Records shown.
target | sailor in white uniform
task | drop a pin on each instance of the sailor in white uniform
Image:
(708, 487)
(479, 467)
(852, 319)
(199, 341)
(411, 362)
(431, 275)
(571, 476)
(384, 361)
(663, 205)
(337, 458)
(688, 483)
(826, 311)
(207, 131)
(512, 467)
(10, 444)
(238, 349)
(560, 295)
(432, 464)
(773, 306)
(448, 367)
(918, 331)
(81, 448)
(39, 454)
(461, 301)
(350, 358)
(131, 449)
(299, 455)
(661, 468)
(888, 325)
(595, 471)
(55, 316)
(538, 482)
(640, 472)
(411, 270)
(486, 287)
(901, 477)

Exercise prompt. Reproduce the entire listing, substituting "seaman" for every occurrence of "sailor" and leaving all else unchanged.

Solved exercise.
target | seaman in white uniform
task | drop a pin on each instance of the seaman in white uniform
Image:
(708, 487)
(479, 467)
(852, 319)
(199, 341)
(411, 362)
(431, 275)
(571, 476)
(384, 361)
(663, 205)
(337, 458)
(688, 483)
(826, 311)
(207, 131)
(512, 467)
(10, 444)
(238, 349)
(560, 295)
(432, 464)
(773, 306)
(448, 367)
(918, 331)
(81, 448)
(39, 454)
(461, 301)
(350, 358)
(131, 449)
(299, 455)
(661, 468)
(888, 325)
(595, 471)
(55, 316)
(538, 482)
(640, 472)
(411, 270)
(486, 287)
(901, 477)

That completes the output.